▶ _About this exercise_
From the entries below, copy exactly the lines from the one that contains "Target: low-rise office building" through the one that contains "Target: cumulus cloud", both included, and only those.

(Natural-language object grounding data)
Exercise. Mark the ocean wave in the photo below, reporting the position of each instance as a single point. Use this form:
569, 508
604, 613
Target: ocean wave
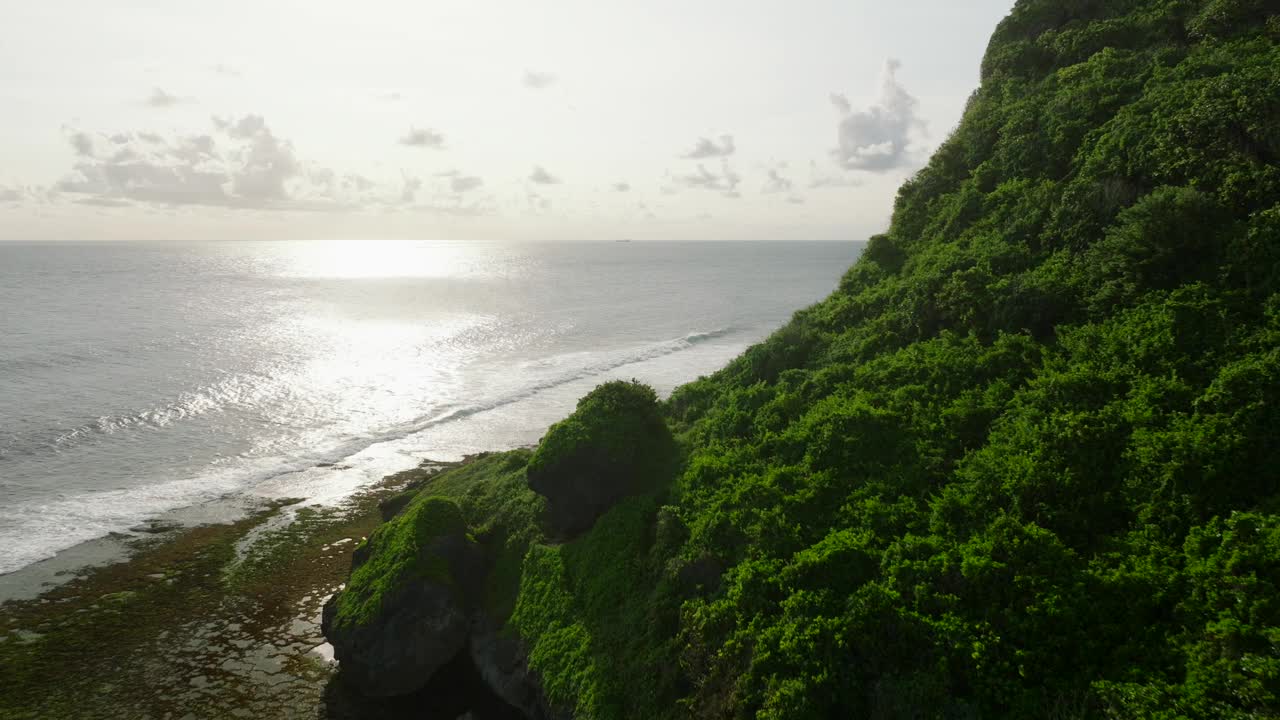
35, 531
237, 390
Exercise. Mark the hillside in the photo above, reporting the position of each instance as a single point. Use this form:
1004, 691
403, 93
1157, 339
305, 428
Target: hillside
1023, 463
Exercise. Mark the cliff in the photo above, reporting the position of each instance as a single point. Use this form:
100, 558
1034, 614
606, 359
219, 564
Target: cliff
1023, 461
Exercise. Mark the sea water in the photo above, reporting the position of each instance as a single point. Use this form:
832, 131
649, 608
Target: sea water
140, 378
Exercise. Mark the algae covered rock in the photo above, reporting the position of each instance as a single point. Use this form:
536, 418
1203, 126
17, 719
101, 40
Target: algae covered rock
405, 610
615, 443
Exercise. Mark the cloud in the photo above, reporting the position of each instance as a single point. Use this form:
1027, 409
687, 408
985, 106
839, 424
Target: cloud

==

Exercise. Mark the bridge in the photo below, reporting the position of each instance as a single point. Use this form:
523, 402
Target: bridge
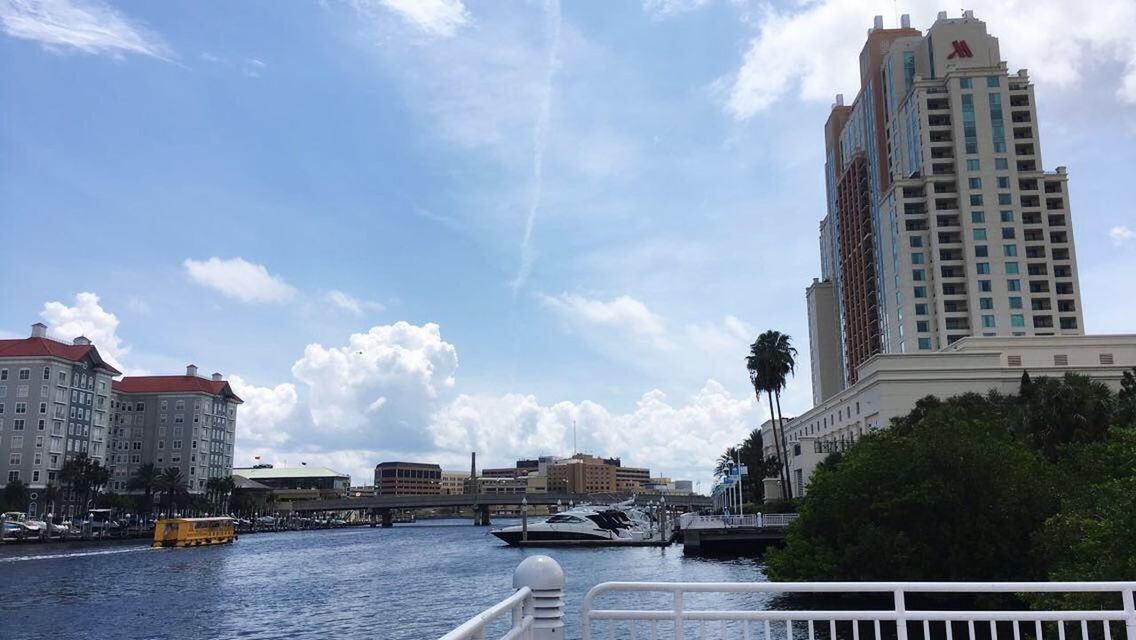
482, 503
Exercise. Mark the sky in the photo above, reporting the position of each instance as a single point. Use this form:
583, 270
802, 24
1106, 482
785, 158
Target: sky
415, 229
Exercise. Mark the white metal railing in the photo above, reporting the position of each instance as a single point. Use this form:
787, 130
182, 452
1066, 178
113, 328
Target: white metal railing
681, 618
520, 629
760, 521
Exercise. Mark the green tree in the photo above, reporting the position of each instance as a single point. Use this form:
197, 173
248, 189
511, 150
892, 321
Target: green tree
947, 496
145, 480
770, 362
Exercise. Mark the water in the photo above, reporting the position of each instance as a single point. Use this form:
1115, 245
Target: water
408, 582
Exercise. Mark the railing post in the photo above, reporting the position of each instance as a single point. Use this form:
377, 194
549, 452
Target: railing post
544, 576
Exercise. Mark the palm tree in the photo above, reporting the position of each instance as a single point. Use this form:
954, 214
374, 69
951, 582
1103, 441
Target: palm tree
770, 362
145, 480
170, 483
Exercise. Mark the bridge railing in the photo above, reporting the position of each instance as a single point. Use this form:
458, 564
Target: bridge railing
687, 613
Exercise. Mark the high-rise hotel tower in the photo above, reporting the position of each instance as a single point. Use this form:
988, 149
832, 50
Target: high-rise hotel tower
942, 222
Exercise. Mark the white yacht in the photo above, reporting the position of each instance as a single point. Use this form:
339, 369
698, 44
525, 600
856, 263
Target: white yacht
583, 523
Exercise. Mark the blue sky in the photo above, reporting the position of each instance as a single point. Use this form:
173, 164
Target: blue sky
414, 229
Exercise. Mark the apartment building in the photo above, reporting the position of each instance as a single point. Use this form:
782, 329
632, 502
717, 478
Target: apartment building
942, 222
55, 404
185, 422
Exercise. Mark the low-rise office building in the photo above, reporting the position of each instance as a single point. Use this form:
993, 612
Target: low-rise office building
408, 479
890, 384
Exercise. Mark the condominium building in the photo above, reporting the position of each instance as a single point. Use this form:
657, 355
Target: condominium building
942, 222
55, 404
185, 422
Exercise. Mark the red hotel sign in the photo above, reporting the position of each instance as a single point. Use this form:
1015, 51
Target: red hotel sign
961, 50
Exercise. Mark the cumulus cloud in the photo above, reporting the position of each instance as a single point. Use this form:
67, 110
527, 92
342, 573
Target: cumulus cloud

==

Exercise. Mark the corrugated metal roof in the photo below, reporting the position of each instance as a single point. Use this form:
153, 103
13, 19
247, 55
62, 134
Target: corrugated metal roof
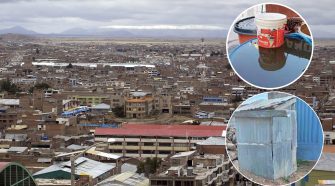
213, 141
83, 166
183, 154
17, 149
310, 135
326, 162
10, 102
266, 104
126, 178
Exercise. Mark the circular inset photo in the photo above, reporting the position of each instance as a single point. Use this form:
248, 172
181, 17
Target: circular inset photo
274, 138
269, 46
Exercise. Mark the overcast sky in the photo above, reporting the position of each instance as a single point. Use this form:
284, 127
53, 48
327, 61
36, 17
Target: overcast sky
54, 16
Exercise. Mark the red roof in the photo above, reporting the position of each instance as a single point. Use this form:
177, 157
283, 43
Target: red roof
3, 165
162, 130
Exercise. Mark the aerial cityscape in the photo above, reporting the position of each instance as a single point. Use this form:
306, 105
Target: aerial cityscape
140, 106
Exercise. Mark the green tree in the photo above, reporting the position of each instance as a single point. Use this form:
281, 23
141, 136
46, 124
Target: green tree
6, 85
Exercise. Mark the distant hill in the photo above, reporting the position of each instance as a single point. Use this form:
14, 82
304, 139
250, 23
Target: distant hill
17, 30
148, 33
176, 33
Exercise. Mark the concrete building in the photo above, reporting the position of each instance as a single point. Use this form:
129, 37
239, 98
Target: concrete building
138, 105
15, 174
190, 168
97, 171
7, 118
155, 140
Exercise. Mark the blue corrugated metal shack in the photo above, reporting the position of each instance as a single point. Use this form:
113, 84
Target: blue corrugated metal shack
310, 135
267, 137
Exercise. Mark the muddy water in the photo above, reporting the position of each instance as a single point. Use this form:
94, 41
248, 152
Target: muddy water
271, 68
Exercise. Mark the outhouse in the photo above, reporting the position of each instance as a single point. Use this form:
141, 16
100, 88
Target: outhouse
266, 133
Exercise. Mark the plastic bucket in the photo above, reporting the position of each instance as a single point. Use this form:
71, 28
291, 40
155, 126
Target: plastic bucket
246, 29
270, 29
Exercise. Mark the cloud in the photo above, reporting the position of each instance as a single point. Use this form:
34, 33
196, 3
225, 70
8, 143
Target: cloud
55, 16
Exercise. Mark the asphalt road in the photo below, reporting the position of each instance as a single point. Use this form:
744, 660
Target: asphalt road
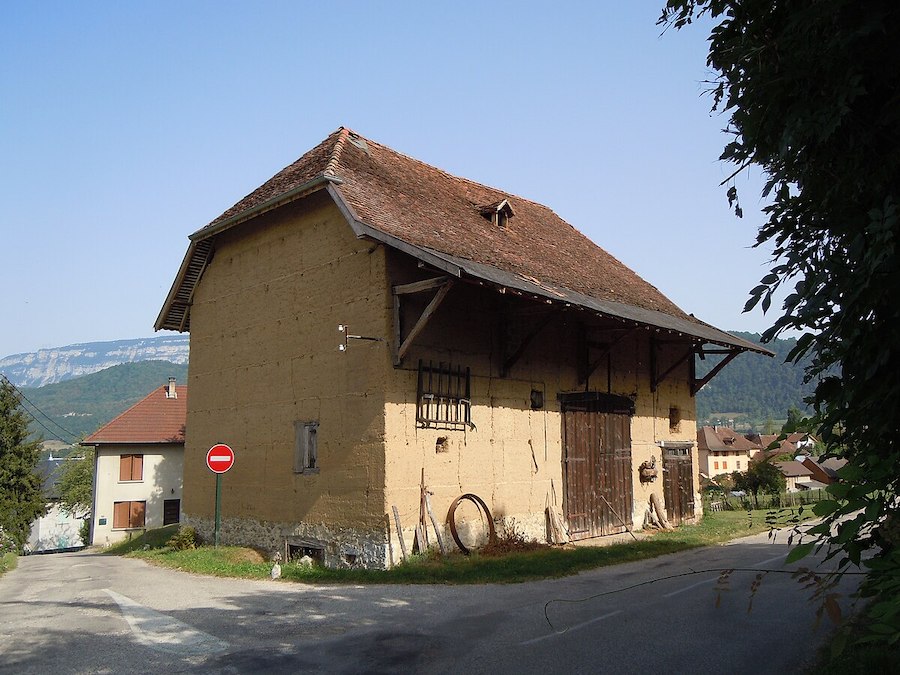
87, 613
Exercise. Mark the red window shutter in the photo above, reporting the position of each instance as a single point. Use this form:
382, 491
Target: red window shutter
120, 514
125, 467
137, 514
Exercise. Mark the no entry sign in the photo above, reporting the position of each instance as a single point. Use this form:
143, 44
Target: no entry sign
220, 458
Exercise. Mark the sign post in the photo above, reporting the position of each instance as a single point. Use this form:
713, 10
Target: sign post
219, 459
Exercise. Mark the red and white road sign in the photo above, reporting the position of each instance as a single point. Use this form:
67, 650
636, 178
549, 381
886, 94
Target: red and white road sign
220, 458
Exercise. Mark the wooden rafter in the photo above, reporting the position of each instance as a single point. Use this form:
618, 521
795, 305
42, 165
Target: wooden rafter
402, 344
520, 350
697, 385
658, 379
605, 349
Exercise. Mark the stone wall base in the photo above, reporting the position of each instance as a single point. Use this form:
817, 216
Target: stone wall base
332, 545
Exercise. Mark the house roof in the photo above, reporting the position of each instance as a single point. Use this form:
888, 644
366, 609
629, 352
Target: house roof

▶ _Exercise response_
Target: low-rise office building
408, 479
890, 384
Exercise. Mark the condominium building in the photo above, reporting the position of each instance as a single point. Use this form:
657, 355
Target: condominium building
942, 222
55, 404
185, 422
Exercise. Mark the red hotel sign in the photo above, reporting the position of each instance as a single point. Use this form:
1015, 51
Target: red hotel sign
961, 50
Exercise. Mark the cumulus cloud in the photo above, reporting the position of each instance as a single point. Use this form:
67, 110
527, 92
342, 573
Target: cumulus cloud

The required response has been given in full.